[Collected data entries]
────────

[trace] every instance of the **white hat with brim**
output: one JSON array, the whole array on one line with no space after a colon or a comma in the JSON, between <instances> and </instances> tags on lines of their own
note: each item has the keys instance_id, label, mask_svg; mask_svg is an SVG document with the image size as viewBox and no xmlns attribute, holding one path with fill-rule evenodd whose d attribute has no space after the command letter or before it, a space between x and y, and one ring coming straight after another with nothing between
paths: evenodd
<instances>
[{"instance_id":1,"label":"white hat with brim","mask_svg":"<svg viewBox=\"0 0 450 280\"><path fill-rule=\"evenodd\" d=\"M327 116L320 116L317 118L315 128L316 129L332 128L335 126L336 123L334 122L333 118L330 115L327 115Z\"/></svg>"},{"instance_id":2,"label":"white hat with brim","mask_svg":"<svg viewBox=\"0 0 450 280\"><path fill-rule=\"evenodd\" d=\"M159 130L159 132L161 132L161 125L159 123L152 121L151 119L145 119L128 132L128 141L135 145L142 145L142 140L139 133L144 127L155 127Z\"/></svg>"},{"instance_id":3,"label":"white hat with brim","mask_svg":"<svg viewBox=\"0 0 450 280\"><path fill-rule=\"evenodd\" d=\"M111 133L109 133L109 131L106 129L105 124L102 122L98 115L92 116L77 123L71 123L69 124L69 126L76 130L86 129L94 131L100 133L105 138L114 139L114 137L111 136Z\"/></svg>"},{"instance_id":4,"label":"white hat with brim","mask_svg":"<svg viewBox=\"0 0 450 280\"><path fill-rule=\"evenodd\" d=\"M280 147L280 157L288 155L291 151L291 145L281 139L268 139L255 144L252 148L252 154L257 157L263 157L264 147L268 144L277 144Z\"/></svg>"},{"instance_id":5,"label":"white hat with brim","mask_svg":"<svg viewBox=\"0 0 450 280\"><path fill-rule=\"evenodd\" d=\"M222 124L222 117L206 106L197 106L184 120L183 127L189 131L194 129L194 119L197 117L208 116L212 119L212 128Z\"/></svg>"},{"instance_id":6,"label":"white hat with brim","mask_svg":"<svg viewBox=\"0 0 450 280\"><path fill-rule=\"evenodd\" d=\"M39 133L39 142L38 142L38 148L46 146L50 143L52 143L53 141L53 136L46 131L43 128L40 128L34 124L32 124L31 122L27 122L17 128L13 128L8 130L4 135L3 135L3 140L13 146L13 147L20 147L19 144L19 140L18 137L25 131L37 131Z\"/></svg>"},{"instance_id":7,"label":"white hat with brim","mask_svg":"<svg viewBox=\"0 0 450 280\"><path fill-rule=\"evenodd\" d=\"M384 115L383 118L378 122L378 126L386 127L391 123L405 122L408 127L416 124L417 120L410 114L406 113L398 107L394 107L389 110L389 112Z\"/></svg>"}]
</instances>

────────

THE PROBLEM: Copy out the entries above exactly as given, starting at the top and ending with the line containing "note: each item"; include both and nothing more.

SOLUTION TO THIS TASK:
[trace] every instance of the **white hat with brim**
output: one JSON array, the whole array on one line with no space after a colon or a comma in the JSON, between <instances> and </instances> tags on lines of their own
note: each item has the keys instance_id, label, mask_svg; mask_svg is an SVG document with the image size as viewBox and no xmlns attribute, holding one path with fill-rule evenodd whose d attribute has no space after the command letter or before it, a space between x and y, and one ring coming straight after another with nothing between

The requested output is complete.